### Task description
Please output all the records as a Markdown table with two columns, Row and Line, numbering each row and leaving out blank lines. Omit the pictures.

*** Record excerpts ***

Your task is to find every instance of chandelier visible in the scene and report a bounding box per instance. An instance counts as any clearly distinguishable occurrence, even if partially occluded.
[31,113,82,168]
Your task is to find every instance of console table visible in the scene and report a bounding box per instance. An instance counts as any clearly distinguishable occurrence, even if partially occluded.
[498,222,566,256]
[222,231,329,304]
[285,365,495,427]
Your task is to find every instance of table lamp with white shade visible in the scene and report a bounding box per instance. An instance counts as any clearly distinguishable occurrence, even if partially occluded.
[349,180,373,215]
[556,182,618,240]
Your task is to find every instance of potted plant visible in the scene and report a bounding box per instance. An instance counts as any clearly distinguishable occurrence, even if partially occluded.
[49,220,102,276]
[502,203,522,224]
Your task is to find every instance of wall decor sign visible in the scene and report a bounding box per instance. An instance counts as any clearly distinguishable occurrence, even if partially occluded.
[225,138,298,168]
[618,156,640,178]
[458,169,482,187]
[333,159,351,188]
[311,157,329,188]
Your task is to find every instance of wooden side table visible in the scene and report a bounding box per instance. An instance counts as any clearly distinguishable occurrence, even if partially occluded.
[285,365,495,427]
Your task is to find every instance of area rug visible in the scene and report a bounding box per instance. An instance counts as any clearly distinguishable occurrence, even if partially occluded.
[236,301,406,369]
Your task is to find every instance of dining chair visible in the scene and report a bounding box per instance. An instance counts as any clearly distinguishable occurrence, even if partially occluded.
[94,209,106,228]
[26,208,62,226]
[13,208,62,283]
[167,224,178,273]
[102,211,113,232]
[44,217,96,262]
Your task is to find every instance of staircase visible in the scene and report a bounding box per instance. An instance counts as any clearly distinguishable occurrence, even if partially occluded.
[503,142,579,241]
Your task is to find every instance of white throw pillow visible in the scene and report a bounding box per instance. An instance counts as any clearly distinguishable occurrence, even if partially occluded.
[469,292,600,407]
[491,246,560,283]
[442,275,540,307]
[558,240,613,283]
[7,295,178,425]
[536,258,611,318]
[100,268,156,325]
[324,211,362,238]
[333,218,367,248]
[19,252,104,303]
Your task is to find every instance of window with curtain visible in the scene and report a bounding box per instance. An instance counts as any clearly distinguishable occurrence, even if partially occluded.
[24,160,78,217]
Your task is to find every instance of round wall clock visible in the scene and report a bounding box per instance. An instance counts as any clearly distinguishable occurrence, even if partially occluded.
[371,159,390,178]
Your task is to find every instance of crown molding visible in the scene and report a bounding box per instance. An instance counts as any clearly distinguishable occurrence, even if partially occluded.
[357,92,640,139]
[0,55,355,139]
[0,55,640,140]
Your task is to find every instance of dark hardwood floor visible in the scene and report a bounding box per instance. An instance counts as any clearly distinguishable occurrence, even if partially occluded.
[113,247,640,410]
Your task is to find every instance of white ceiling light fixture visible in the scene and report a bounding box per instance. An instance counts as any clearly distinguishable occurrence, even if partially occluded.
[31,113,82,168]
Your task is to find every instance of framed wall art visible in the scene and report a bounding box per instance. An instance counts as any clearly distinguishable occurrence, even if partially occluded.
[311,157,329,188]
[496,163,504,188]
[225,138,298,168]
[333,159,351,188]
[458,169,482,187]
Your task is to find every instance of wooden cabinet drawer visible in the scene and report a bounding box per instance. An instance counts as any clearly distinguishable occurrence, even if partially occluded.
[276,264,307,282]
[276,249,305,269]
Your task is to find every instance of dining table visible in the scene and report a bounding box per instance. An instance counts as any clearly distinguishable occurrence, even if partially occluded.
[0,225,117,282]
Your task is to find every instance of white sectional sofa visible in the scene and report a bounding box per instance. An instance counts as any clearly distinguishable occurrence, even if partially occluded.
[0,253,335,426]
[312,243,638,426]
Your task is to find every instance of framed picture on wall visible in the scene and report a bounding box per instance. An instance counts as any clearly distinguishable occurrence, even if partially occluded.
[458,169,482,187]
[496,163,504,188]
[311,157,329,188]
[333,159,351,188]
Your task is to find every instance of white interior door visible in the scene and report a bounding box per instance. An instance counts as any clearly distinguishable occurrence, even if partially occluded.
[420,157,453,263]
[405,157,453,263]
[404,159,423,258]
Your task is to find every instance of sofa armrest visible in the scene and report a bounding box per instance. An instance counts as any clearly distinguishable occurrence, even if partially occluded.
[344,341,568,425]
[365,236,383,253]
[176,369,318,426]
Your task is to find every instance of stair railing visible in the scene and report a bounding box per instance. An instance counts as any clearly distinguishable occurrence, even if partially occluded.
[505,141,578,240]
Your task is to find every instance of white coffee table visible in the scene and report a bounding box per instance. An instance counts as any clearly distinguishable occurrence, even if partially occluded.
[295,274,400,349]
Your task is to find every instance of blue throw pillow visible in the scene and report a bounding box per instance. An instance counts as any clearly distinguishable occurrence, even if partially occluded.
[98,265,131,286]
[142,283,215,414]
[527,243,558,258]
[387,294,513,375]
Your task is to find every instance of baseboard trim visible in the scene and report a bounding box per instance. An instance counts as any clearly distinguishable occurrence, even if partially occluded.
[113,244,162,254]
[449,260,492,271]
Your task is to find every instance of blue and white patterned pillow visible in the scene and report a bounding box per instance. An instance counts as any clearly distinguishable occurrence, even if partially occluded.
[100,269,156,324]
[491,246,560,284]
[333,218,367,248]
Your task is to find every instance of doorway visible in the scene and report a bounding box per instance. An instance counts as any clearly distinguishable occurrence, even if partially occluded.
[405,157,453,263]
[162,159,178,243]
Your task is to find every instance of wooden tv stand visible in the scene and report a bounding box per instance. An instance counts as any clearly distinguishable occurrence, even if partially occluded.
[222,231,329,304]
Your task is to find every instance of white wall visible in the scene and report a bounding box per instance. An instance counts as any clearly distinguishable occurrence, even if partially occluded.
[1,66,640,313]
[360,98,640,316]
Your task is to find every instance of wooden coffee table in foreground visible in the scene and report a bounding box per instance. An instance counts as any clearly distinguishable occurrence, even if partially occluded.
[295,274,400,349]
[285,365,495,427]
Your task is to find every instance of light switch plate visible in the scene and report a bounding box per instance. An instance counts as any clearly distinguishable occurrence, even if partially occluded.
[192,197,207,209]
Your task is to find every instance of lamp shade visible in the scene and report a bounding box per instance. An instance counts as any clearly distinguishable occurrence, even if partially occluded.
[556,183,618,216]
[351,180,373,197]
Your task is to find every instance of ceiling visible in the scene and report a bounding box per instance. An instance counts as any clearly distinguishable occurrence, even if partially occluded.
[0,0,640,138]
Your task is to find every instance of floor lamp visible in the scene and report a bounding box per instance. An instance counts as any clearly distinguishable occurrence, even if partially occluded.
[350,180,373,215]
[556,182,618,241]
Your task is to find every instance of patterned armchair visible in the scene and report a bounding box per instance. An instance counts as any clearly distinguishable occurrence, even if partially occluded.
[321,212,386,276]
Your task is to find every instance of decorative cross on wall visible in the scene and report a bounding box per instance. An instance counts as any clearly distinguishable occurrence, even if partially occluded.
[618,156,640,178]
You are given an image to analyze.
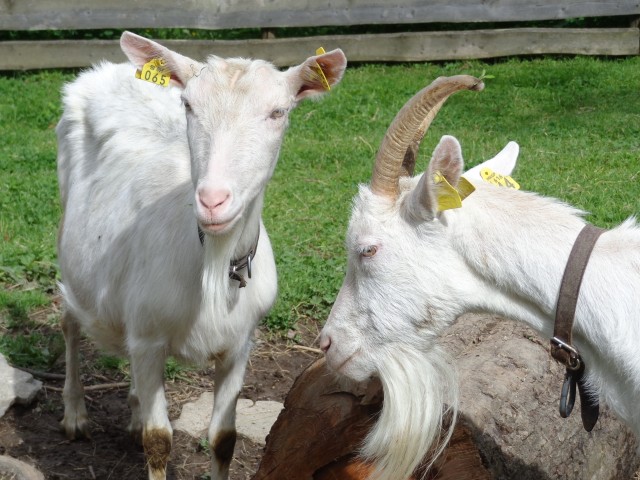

***

### Worked solution
| Row | Line |
|---|---|
| 1 | Your task is to find every instance of chandelier visible in the scene and report a bounding box per instance. An instance counts as any clearly distinguishable occurrence, even if partially occluded. |
| 2 | [31,113,82,168] |
| 3 | Your task is to find every instance of console table visible in the scene and report a bounding box per instance. An instance counts as any clearly distinguishable occurrence, even if partially occluded. |
| 4 | [498,222,566,256] |
| 5 | [222,231,329,304] |
| 6 | [285,365,495,427] |
| 7 | Your task is to find every instance of table lamp with white shade visible in the scene and report a bounding box per instance. An instance counts as any clearly distinguishable occurrence, even if partially occluded. |
| 8 | [349,180,373,215] |
| 9 | [556,182,618,240] |
| 10 | Your task is to find every instance of potted plant visible in the scene and report a bounding box per instance. An instance counts as any clearly distinguishable occurrence, even if partially occluded. |
| 11 | [49,220,102,276] |
| 12 | [502,203,522,224] |
| 13 | Your task is to find every instance of wall decor sign visible in the scene and report a bounding box per instance. An instance counts as any clearly distinguishable occurrence, even if partially occluded. |
| 14 | [225,138,298,168] |
| 15 | [618,156,640,178] |
| 16 | [458,169,482,187] |
| 17 | [333,159,351,188] |
| 18 | [311,157,329,188] |
| 19 | Your task is to find every instance of wooden side table visible in the scene and report a bounding box per instance. An instance counts as any clearly distinguishable occurrence, even if partially occluded. |
| 20 | [285,365,495,427] |
| 21 | Your task is to find every instance of area rug visible in the scene and report a bounding box per instance. An instance counts as any clearly distinguishable occurrence, even if partially occluded. |
| 22 | [236,301,406,369] |
| 23 | Your task is to find every instance of dining chair visible in the scene and report a bounding box per instance. An instance counts as any clearly distinguishable occurrence, even if partially occluded. |
| 24 | [94,209,106,228] |
| 25 | [26,208,62,226] |
| 26 | [13,208,62,283] |
| 27 | [167,224,178,273] |
| 28 | [102,211,113,232] |
| 29 | [44,217,96,262] |
| 30 | Your task is to find every instance of staircase visible in the scene and report a bounding box per instance. An instance counts as any clearly distinguishable occurrence, even if partially occluded. |
| 31 | [503,142,579,241] |
| 32 | Your task is to find every instance of white throw pillow visible in the scene and report a bounding box per instance. An instance counts as any clearly distinguishable occurrence, even if partially occluded. |
| 33 | [469,292,600,407] |
| 34 | [491,246,560,283] |
| 35 | [442,275,540,307] |
| 36 | [558,240,613,283] |
| 37 | [7,295,178,425] |
| 38 | [536,258,611,318] |
| 39 | [100,268,156,325] |
| 40 | [324,211,362,238] |
| 41 | [333,218,367,248] |
| 42 | [19,252,104,303] |
| 43 | Your task is to find every instance of window with curtain visible in the scene and report a bounding box per instance. An instance counts as any clearly distinguishable occurrence, even if partially occluded. |
| 44 | [24,160,78,217] |
| 45 | Your task is to find every instance of round wall clock visible in the scene and report a bounding box per instance. An instance counts as any clearly distinguishable occurrence, even if partially occluded. |
| 46 | [371,159,390,178] |
| 47 | Your task is to find every instance of crown molding visible in the scene and report a bounding box per instance. An instance counts as any clearly distinguishable occurrence, even if partially occluded. |
| 48 | [357,92,640,139] |
| 49 | [0,55,355,139] |
| 50 | [0,55,640,140] |
| 51 | Your task is to find every instance of dark hardwood floor visible in the scene and report a bounding box per instance. An instance counts as any clearly distinguishable occurrence, even if partially occluded. |
| 52 | [113,247,640,410] |
| 53 | Your task is to find every instance of white ceiling light fixture visible in the scene and report a bounding box per instance. An instance counts as any clearly distinguishable occurrence, even if partially occluded. |
| 54 | [31,113,82,168] |
| 55 | Your task is to find every instance of framed wall art visible in the scene and report a bounding box per instance. An instance counts as any clearly distinguishable occurrence, even if partially occluded. |
| 56 | [311,157,329,188] |
| 57 | [496,163,504,188] |
| 58 | [225,138,298,168] |
| 59 | [333,159,351,188] |
| 60 | [458,169,482,187] |
| 61 | Your task is to find every instance of wooden cabinet drawer visible in the scene and report a bounding box per instance. An instance counts as any clearly distinguishable occurrence, even if partially occluded. |
| 62 | [276,264,307,282] |
| 63 | [276,249,305,269] |
| 64 | Your task is to find every instance of dining table visible in the scene and report a bounding box per instance. An instance counts as any clearly distinguishable occurrence, even if partially occluded. |
| 65 | [0,225,117,282] |
| 66 | Your task is to find every instance of white sectional sofa visible in the scene and report a bounding box per instance. An instance counts as any clearly distinguishable occurrence, even if partially occluded. |
| 67 | [0,253,335,426] |
| 68 | [312,243,638,426] |
| 69 | Your task is to find every instance of framed picture on wall visible in the scene and report a bounding box per instance. An instance counts as any clearly distinguishable occurrence, even if partially occluded. |
| 70 | [458,169,482,187] |
| 71 | [496,163,504,188] |
| 72 | [311,157,329,188] |
| 73 | [333,159,351,188] |
| 74 | Your task is to find every instance of white interior door visible in the scene and report a bounding box per instance. An instance counts as any clearly distinguishable occurrence, even if partially occluded. |
| 75 | [420,157,453,263] |
| 76 | [405,157,453,263] |
| 77 | [404,159,423,258] |
| 78 | Your task is to find every instance of sofa armrest visible in the scene and report a bounding box per instance. An instance counts as any clearly distinguishable occurrence, even if partially occluded. |
| 79 | [344,341,568,425] |
| 80 | [365,236,383,253] |
| 81 | [176,369,318,426] |
| 82 | Your task is to find every instance of stair railing visible in the scene and report a bounding box per instance. An instance counts as any clearly distinguishable occurrence, even if partially occluded. |
| 83 | [505,141,578,240] |
| 84 | Your task is to find every instance of white coffee table visible in the scene and report a bounding box per instance. An instance counts as any clearly distinguishable occurrence, even if partially occluded. |
| 85 | [295,274,400,349] |
| 86 | Your task is to find every instance of blue throw pillow visible in the scene and report a bounding box per instance. An instance counts as any clearly distinguishable occurrence, even if partially occluded. |
| 87 | [98,265,131,286] |
| 88 | [142,283,215,414] |
| 89 | [527,243,558,258] |
| 90 | [387,294,513,375] |
| 91 | Your task is to find every instance of baseboard trim visible in the scene and report a bounding box per instance. An instance counts as any clearly distinguishable occurrence, even if partially occluded. |
| 92 | [113,244,162,254] |
| 93 | [449,260,492,271] |
| 94 | Your task is to find every instance of blue and white patterned pillow visible in the scene and report a bounding box per instance. An instance counts as any clearly distinguishable occurrence, even if partially occluded. |
| 95 | [100,269,156,324] |
| 96 | [491,246,560,284] |
| 97 | [333,218,367,248] |
| 98 | Your task is to find every instance of doorway visible in the scene and report a bounding box per instance. An instance counts as any clearly distinguishable occurrence, even if partially occluded. |
| 99 | [405,157,453,263] |
| 100 | [162,159,178,243] |
| 101 | Your task is to find every instance of wooden tv stand visible in the scene and report a bounding box per instance. An instance counts as any clearly distinguishable occurrence, even if partially occluded. |
| 102 | [222,231,329,304] |
| 103 | Your task is to find every instance of white wall visible in the scene and report a bounding box per instance. An instance counts as any clearly distinguishable occurrence, even if partially occluded. |
| 104 | [1,66,640,313] |
| 105 | [360,98,640,316] |
| 106 | Your task is to find every instance of wooden coffee table in foreground visible in the scene and report a bounding box per instance. An instance counts as any clearly distinguishable occurrence, even if partially occluded. |
| 107 | [295,274,400,349] |
| 108 | [285,365,495,427] |
| 109 | Your task is to find every instance of light switch plate visible in the scene and report a bounding box per instance. An instance counts as any clearly distinguishable occurrence, even if partially occluded. |
| 110 | [192,197,207,209] |
| 111 | Your task is to find every instance of lamp shade visible in the scene and report a bounding box per instance. An instance counts as any clearly distinguishable occurrence, even if partially occluded. |
| 112 | [556,183,618,216] |
| 113 | [351,180,373,197] |
| 114 | Your task is to find every instance of ceiling visible in the scene and report a bounding box per instance. An instance counts as any clearly distinguishable occurrence, even if partially occluded. |
| 115 | [0,0,640,138] |
| 116 | Your task is to find every instance of floor lamp visible in the scene and report a bounding box per instance. An instance counts as any clearly distinguishable occurrence, even if partially occluded. |
| 117 | [350,180,373,215] |
| 118 | [556,182,618,241] |
| 119 | Your task is to find every instance of patterned armchair visible in the scene and report a bounding box per instance. An instance counts as any clearly distinguishable occurrence, even if partially occluded. |
| 120 | [321,212,386,276] |
| 121 | Your task is to find every instance of decorative cross on wall visible in the scene and report a bounding box per instance. An instance counts as any clearly distinguishable occurrence, even if partially occluded. |
| 122 | [618,156,640,178] |
| 123 | You are given an image to analyze. |